### REQUIREMENTS
Find every line in the records that contains the string "pole" and copy each one. Matches must have the same case as the string.

Stored entries
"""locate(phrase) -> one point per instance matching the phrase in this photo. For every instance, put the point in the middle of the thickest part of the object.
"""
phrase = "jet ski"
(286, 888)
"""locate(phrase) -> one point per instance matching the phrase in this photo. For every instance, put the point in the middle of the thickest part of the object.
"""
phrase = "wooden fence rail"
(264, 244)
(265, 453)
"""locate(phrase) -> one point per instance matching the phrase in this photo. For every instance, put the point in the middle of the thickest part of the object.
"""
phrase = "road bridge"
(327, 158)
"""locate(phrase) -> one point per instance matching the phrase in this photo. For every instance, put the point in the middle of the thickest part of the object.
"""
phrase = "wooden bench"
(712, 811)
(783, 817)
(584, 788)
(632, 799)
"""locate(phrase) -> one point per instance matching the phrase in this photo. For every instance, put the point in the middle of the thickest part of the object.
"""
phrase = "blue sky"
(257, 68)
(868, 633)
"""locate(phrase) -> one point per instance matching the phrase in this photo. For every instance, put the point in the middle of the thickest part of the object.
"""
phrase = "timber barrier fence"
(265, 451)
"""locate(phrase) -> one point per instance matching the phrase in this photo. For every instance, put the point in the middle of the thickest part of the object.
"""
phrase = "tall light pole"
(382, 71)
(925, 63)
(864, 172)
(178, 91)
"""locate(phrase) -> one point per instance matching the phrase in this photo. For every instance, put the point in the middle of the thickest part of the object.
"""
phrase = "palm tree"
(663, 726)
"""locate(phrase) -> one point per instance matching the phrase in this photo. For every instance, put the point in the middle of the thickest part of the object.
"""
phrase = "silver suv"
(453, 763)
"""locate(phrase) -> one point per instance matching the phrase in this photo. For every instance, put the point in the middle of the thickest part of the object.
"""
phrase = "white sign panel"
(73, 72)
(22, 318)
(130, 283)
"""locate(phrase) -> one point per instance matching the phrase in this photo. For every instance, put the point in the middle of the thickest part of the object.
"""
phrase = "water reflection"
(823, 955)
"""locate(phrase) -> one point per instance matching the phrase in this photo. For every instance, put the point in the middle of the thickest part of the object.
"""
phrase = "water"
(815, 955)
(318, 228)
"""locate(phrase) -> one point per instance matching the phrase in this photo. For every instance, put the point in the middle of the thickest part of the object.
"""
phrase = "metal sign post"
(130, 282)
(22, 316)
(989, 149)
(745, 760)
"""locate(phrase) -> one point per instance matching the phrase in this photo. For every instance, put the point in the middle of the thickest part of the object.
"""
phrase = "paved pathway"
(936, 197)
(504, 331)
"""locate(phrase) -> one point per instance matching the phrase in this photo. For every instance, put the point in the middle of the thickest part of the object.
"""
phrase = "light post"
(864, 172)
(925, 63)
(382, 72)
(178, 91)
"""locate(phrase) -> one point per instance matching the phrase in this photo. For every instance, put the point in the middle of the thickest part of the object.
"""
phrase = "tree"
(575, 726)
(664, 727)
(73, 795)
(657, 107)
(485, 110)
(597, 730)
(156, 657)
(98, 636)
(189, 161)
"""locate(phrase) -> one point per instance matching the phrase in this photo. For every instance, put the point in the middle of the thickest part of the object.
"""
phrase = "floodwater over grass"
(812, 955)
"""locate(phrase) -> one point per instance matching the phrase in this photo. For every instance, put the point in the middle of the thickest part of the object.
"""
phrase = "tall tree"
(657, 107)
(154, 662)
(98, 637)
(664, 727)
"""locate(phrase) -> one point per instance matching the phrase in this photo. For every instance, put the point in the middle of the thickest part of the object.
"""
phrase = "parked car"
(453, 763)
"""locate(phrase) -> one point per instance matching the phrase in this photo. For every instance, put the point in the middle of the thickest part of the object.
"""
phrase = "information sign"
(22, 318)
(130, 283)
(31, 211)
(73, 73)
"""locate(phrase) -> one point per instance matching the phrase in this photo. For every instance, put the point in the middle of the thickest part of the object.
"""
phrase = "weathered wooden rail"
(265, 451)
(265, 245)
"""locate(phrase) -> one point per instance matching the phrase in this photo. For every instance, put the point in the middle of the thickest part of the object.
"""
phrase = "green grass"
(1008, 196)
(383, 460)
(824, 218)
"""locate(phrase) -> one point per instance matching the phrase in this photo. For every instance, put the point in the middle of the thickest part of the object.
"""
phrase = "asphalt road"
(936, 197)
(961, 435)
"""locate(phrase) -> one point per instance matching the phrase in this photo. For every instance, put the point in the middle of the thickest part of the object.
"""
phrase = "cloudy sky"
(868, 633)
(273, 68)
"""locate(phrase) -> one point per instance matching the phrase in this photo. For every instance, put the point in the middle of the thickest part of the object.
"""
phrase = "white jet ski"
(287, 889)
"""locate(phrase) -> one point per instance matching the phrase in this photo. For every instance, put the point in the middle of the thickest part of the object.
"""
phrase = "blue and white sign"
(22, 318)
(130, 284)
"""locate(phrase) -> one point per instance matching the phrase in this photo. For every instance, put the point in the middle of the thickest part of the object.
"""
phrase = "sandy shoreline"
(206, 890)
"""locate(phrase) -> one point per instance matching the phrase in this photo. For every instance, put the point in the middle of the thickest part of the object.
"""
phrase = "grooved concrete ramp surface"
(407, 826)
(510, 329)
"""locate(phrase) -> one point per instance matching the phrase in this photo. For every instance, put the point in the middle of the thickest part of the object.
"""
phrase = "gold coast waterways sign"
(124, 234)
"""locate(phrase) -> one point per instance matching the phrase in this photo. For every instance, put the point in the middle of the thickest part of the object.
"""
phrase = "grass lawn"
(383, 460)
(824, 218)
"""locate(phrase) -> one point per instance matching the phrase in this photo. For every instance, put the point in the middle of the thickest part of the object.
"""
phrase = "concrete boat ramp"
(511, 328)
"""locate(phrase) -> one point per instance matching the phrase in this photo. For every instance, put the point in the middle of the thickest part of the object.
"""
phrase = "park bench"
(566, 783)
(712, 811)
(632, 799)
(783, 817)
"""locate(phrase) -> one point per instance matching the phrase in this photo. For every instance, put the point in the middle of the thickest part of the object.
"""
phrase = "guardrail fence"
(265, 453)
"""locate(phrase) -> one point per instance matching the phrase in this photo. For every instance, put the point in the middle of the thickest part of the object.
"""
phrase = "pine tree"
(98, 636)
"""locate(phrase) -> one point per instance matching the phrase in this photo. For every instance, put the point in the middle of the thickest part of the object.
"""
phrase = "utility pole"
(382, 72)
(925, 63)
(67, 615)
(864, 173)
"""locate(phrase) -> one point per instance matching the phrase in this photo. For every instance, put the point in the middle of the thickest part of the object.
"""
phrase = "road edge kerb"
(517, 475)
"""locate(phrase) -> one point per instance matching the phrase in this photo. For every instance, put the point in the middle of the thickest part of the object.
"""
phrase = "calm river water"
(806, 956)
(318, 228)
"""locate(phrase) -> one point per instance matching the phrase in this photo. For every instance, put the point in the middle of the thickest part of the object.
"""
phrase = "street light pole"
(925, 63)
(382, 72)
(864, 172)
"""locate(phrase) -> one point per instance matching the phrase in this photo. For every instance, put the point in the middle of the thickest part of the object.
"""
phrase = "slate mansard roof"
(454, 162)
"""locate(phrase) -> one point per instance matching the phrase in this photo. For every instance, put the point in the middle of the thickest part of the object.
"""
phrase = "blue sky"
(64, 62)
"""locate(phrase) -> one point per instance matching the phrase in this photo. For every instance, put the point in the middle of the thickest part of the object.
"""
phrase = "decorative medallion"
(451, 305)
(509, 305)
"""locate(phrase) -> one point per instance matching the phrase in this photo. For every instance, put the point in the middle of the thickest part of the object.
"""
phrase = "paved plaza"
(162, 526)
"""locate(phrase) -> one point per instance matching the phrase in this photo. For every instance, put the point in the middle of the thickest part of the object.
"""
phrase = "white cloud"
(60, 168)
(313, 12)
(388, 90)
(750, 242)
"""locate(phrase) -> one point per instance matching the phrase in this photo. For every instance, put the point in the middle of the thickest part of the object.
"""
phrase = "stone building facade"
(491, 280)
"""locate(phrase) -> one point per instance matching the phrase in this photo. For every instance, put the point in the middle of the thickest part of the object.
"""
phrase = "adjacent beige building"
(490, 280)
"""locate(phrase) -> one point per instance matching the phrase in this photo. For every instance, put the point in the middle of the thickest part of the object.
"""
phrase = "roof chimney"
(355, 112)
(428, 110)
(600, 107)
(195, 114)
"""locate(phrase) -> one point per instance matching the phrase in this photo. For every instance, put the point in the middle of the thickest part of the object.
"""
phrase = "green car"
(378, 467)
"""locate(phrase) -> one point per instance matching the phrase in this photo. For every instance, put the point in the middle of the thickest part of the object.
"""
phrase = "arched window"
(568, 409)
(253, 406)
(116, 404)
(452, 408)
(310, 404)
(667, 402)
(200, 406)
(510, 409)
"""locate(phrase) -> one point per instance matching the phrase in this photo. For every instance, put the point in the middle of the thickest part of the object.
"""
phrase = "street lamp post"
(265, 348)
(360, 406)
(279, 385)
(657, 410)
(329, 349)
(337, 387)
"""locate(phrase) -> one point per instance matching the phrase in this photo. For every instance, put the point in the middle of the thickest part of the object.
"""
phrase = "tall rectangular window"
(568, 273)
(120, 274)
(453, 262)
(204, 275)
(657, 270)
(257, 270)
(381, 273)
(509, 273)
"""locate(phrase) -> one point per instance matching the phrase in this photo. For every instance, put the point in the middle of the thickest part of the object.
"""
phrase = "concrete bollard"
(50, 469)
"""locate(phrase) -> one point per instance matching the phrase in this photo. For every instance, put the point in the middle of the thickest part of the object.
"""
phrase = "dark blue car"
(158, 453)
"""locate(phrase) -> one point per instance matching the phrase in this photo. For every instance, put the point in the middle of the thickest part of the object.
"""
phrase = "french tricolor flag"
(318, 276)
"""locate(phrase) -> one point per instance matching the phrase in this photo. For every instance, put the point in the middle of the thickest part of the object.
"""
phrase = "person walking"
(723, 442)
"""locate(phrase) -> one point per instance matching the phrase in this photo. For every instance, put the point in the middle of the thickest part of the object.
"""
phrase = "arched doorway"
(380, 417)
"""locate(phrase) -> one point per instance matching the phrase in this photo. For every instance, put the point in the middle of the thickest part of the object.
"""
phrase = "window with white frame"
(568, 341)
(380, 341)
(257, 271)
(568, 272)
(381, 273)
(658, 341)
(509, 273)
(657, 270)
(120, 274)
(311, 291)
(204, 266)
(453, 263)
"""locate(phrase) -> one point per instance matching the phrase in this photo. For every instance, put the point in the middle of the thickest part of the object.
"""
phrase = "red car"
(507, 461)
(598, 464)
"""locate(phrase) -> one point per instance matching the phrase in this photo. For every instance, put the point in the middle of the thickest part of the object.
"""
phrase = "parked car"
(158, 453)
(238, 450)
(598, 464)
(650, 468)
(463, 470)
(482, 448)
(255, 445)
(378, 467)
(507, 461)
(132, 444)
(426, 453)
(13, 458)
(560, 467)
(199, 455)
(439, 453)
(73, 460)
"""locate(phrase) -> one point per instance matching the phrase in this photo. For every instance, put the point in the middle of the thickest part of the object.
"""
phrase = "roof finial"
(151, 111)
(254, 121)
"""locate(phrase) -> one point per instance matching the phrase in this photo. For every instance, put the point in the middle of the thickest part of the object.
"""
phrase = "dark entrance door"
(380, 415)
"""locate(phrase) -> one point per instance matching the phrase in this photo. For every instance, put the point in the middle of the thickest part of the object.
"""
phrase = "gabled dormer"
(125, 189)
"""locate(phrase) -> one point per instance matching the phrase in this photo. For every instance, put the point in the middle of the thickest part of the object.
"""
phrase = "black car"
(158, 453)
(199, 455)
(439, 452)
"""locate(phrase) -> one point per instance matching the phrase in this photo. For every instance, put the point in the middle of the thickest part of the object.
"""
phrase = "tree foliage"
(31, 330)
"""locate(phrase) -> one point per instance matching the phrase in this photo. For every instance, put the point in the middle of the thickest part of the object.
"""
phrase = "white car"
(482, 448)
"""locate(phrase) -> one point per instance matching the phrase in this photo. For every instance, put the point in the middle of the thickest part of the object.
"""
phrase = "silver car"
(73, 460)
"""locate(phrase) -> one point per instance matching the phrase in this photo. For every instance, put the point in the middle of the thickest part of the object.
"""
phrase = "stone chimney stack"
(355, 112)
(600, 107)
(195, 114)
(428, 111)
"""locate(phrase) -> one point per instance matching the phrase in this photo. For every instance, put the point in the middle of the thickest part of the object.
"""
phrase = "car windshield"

### COMPLETED EXERCISE
phrase = "tall light pole"
phrase = "utility pole"
phrase = "street light pole"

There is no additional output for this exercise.